WRITTEN EXERCISE: Reproduce every line from the start of the items through the line containing "[149,308,205,426]", shifting each bounding-box coordinate in the answers by adding 39 to it and leaving all other text unchanged.

SOURCE DATA:
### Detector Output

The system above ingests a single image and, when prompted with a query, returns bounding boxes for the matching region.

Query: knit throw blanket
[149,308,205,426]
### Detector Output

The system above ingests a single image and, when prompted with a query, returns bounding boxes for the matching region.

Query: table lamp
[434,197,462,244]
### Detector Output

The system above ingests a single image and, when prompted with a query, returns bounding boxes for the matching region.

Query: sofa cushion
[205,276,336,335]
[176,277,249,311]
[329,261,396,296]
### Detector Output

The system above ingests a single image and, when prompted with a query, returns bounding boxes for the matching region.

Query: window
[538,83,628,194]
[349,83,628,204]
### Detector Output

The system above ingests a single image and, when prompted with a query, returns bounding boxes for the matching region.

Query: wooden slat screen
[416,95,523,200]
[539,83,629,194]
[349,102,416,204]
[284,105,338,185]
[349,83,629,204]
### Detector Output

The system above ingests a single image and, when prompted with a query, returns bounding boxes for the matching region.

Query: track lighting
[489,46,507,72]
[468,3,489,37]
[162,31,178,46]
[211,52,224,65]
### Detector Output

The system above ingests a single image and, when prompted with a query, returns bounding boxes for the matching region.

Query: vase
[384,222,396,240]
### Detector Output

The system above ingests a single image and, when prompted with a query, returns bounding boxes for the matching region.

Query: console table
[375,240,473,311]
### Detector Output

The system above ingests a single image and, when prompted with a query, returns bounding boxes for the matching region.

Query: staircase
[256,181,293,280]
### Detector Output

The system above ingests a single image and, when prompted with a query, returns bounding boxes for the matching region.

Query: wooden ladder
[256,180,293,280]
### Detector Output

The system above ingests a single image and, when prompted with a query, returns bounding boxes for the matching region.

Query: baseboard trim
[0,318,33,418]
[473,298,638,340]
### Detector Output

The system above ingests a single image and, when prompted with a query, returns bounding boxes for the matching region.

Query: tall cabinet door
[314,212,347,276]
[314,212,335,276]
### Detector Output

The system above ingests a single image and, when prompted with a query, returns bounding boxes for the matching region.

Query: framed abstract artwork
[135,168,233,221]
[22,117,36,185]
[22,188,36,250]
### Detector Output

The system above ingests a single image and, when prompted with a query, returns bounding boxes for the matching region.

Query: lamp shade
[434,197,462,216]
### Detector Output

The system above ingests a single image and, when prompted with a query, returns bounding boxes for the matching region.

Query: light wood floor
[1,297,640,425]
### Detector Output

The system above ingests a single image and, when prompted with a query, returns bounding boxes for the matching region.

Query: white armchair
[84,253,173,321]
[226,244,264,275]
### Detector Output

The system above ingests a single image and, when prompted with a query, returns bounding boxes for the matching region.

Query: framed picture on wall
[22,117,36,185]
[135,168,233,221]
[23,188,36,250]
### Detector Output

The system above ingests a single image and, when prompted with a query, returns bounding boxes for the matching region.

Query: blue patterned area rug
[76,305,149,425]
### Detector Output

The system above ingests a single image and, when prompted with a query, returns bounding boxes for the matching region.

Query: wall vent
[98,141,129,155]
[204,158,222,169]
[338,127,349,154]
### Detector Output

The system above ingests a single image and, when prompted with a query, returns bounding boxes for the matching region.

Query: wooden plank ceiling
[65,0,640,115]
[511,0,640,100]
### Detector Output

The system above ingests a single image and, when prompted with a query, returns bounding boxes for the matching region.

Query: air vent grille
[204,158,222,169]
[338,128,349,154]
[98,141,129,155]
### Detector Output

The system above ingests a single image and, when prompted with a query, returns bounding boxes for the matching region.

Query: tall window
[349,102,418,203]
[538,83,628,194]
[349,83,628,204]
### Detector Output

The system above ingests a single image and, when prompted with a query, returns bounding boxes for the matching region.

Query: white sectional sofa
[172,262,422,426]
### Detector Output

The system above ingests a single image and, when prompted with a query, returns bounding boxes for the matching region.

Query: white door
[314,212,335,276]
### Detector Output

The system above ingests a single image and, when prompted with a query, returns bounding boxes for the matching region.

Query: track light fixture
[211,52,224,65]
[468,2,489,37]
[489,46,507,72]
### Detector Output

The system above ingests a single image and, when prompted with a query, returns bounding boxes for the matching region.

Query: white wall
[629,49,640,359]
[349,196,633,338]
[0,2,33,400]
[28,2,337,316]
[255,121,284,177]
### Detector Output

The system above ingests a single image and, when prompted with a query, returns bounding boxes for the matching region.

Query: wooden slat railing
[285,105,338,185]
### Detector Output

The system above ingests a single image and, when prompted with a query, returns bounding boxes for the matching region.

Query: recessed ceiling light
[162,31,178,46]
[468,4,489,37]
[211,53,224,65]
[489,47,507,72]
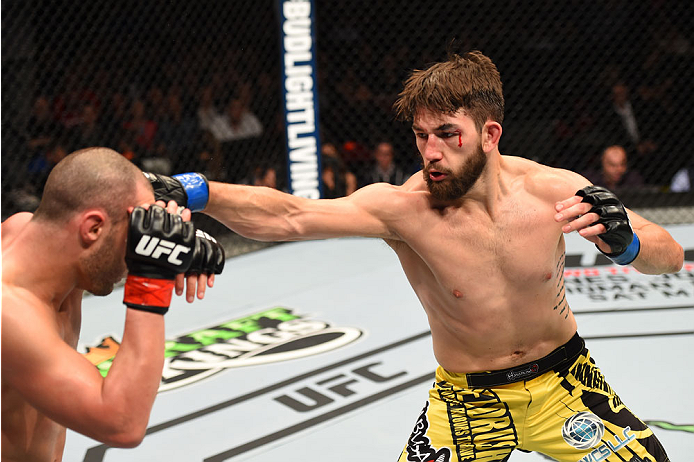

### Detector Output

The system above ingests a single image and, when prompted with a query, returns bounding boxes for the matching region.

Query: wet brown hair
[34,147,151,222]
[393,51,504,132]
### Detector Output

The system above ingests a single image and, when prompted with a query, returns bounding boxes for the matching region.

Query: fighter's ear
[482,120,501,152]
[79,209,108,248]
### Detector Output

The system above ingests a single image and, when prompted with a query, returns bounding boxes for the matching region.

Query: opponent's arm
[2,206,195,447]
[555,186,684,274]
[148,173,398,241]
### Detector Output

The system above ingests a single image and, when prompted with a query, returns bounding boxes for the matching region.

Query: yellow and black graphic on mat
[437,384,518,461]
[85,307,362,391]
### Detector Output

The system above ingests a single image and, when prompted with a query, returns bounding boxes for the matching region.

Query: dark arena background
[0,0,694,462]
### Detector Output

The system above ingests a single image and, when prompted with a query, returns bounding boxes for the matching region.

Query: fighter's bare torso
[0,214,82,462]
[383,156,587,372]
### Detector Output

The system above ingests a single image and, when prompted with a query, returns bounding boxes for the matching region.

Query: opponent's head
[33,148,154,295]
[394,51,504,201]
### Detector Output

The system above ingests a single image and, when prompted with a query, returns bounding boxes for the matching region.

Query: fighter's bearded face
[422,144,487,201]
[412,111,487,201]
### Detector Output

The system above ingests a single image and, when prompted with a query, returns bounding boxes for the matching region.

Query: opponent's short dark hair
[34,147,151,221]
[393,51,504,131]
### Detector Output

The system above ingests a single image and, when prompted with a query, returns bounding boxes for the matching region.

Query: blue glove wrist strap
[603,233,641,265]
[173,173,210,212]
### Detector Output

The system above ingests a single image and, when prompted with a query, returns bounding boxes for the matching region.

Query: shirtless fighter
[147,52,684,462]
[1,148,224,462]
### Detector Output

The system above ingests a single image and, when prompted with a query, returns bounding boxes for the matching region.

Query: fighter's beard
[422,146,487,201]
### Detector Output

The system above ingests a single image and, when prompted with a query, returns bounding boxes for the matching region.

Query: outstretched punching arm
[148,173,396,241]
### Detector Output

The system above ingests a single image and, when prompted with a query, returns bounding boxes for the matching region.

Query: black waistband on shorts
[466,332,585,388]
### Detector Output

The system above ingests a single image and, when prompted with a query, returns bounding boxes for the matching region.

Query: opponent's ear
[79,210,108,248]
[482,120,501,152]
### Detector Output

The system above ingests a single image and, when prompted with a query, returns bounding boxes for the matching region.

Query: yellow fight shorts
[399,334,669,462]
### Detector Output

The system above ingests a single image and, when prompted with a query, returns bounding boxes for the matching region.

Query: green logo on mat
[85,307,362,391]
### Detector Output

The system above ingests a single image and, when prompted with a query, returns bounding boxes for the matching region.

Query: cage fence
[0,0,694,254]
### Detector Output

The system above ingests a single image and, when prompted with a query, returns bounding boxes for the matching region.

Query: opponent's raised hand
[123,205,195,314]
[182,229,226,302]
[143,172,209,212]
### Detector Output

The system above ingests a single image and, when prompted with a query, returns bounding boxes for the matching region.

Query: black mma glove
[186,229,225,276]
[123,205,195,314]
[142,172,210,212]
[576,186,641,265]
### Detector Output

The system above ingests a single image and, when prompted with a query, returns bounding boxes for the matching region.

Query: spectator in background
[222,98,263,141]
[123,99,157,156]
[155,91,198,170]
[367,141,409,186]
[248,164,279,189]
[70,103,105,152]
[584,145,643,191]
[54,70,100,129]
[321,143,357,199]
[599,82,665,182]
[26,96,58,155]
[102,91,128,150]
[670,161,694,192]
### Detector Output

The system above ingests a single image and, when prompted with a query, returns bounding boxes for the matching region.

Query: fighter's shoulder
[523,162,590,202]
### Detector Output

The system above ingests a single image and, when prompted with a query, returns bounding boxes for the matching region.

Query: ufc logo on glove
[135,235,190,265]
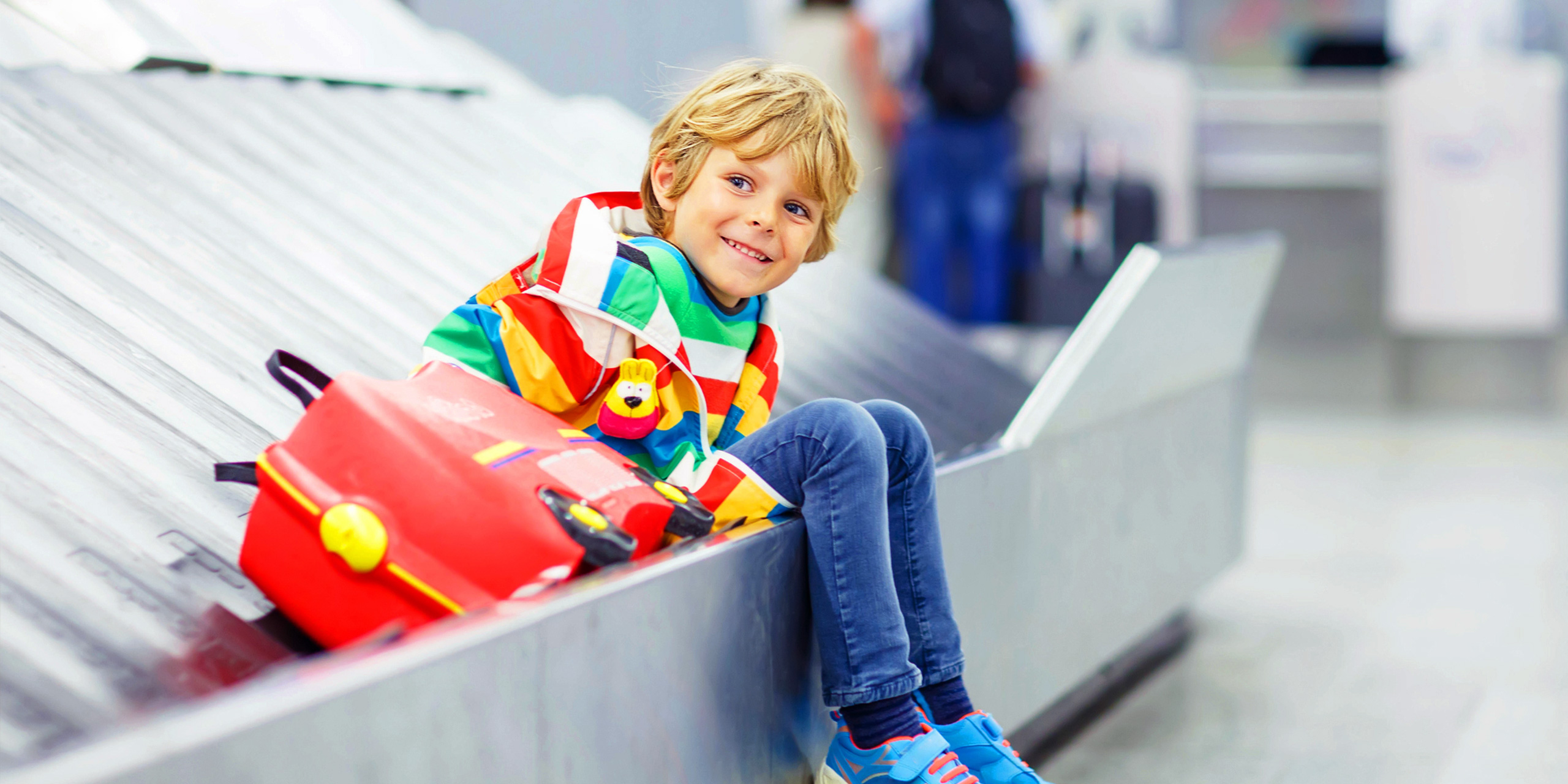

FINAL ANSWER:
### Detector Output

The system above ingests a single image and, when prompted with a query, returns bounding boxes for the matching region.

Query: knit throw blanket
[188,347,244,465]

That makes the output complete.